How an 18th-century Somerset cobbler’s obsessive love of reading shaped the world of bookselling as we know it

A hand-coloured etching of Messrs Lackington, Allen & Co, Temple of the Muses, Finsbury Square, London, 1809. Photo: Culture Club/Art Images/Getty

There are few finer pleasures in life than wandering around a good bookshop. In fact, the bookshop doesn’t even necessarily have to be good – any bookshop will do. It’s the quiet thrill of leaving the bustle of the street for that comforting stillness that matters, the silence of contemplation among the millions of words lining the shelves, the sense of time seeming to slow around you, all hurry forgotten.

We all have our favourites – the flagship Foyles on London’s Charing Cross Road, Topping’s in Bath and Bookpoint in Dunoon are my current top three – and we are all familiar with the sense of awed expectation as we walk through the door to see those shelves lined with boundless potential. At this point any titles I’ve been meaning to look for always go clean out of my head and I end up just browsing, head tilted, crossing one foot over the other and savouring my slow progress along the ranks of spines.

The bookshop experience has a long history in Britain. Hatchard’s in Piccadilly has been going since 1797 while the Cambridge University bookshop can claim almost half a millennium’s worth of trading, dating back to 1581.

EXCERPTED DATA.
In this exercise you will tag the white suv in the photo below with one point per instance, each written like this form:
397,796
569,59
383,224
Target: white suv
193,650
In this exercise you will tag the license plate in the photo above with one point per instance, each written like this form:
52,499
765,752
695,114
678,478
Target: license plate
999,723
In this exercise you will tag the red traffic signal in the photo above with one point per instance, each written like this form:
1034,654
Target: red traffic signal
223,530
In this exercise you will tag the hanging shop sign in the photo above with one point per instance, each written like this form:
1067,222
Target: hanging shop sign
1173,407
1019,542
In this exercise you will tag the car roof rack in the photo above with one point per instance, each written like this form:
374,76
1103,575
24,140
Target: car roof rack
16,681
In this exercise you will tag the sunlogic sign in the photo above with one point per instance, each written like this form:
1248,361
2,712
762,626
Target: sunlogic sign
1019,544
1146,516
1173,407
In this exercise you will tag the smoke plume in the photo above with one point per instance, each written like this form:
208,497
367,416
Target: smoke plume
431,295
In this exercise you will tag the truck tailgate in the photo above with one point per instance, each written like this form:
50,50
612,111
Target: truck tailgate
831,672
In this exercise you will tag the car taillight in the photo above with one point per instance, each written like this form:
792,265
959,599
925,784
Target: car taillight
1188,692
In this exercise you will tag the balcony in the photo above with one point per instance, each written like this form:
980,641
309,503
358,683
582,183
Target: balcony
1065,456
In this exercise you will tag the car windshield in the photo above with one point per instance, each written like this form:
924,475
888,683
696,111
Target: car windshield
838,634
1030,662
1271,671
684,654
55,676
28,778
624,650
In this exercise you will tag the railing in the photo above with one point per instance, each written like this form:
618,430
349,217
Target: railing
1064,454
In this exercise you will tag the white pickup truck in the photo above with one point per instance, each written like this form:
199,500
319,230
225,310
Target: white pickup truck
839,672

LIST OF TASKS.
(A) According to the bookshop article, what year does the Cambridge University bookshop's trading date back to?
(B) From the bookshop article, extract the passage from "How an 18th-century" up to and including "all hurry forgotten.".

TASK-BY-TASK RESULTS.
(A) 1581

(B)
How an 18th-century Somerset cobbler’s obsessive love of reading shaped the world of bookselling as we know it

A hand-coloured etching of Messrs Lackington, Allen & Co, Temple of the Muses, Finsbury Square, London, 1809. Photo: Culture Club/Art Images/Getty

There are few finer pleasures in life than wandering around a good bookshop. In fact, the bookshop doesn’t even necessarily have to be good – any bookshop will do. It’s the quiet thrill of leaving the bustle of the street for that comforting stillness that matters, the silence of contemplation among the millions of words lining the shelves, the sense of time seeming to slow around you, all hurry forgotten.